▸ **PASSAGE PROVIDED**

* * * * *

Qmore is a qless plugin that gives one more control over how queues are processed. Qmore allows one to specify the queues a worker processes by the use of wildcards, negations, or dynamic look up from redis. It also allows one to specify the relative priority between queues (rather than within a single queue). It plugs into the Qless webapp to make it easy to manage the queues.
Authored against Qless 0.9.3, so it at least works with that - try running the tests if you use a different version of qless
To use the rake tasks built into qless, just adding qless to your Gemfile should cause it to get required before the task executes. If you aren't using a gemfile, then you'll need to require qmore directly so that it sets up ENV['JOB_RESERVER'] to use Qmore::Reservers::Default.
Alternatively, if you have some other way of launching workers (e.g. qless-pool), you can assign the reserver explicitly in the setup rake task or some other initializer:
Qless::Pool.pool_factory.reserver_class = Qmore::Reservers::Default
Qmore.client == Qless::Pool.pool_factory.client
# Enabling Monitoring
# Redis persistence defaults to using the same connection
# used for reserving jobs, however it is not required that they
# be the same redis connection. I.e. you can store configuration
# on a completely separate instance of redis.
Qmore.persistence = Qless::Persistence::Redis.new(Qmore.client.redis)
# Configure the monitor thread with the persistence type, and the interval at which to update
# Monitor defaults to using Qmore.persistence and 2 minutes
Qmore.monitor = Qless::persistence::Monitor.new(Qmore.persistence, 120)
# Start up monitor thread
Qmore.monitor.start
To enable the web UI, use a config.ru similar to the following depending on your environment:
require 'qless/server'
require 'qmore-server'
Qless::Server.client = Qless::Client.new(:host => "some-host", :port => 7000)
Qmore.client = Qless::Server.client
run Qless::Server.new(Qmore.client)

* * * * *

▸ **SOURCE DATA**
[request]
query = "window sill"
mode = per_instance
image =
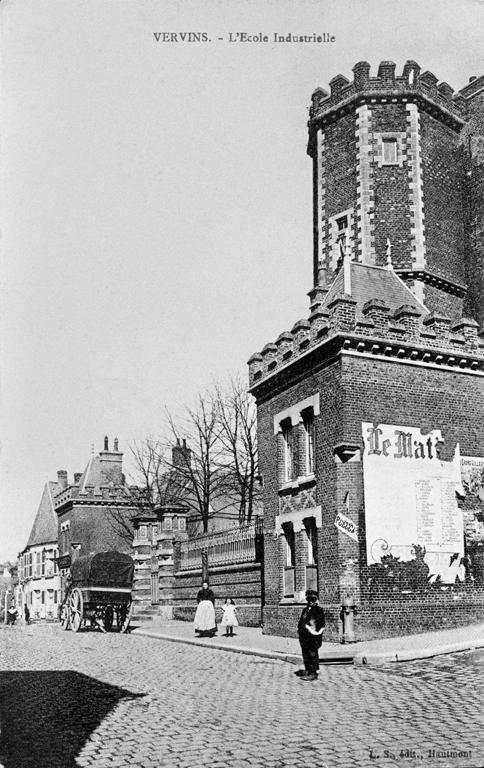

* * * * *

▸ **REQUIRED TASK A**
Revise the Qmore text by writing it out from "# Start up monitor" up to and including "run Qless::Server.new(Qmore.client)", with "some-host" changed to "queue-host".
▸ **REQUIRED TASK B**
Answer these from the Qmore text:
(i) Which Qless version was Qmore authored against?
(ii) What default update interval does the monitor use?
(iii) What port number is given for the Qless client in the web UI configuration?
▸ **REQUIRED TASK C**
According to the Qmore text, by what means can one specify the queues a worker processes? List them all.

▸ **EXERCISE RESULT A**
# Start up monitor thread
Qmore.monitor.start
To enable the web UI, use a config.ru similar to the following depending on your environment:
require 'qless/server'
require 'qmore-server'
Qless::Server.client = Qless::Client.new(:host => "queue-host", :port => 7000)
Qmore.client = Qless::Server.client
run Qless::Server.new(Qmore.client)

▸ **EXERCISE RESULT B**
(i) Qless 0.9.3
(ii) 2 minutes
(iii) 7000

▸ **EXERCISE RESULT C**
- Wildcards
- Negations
- Dynamic look up from redis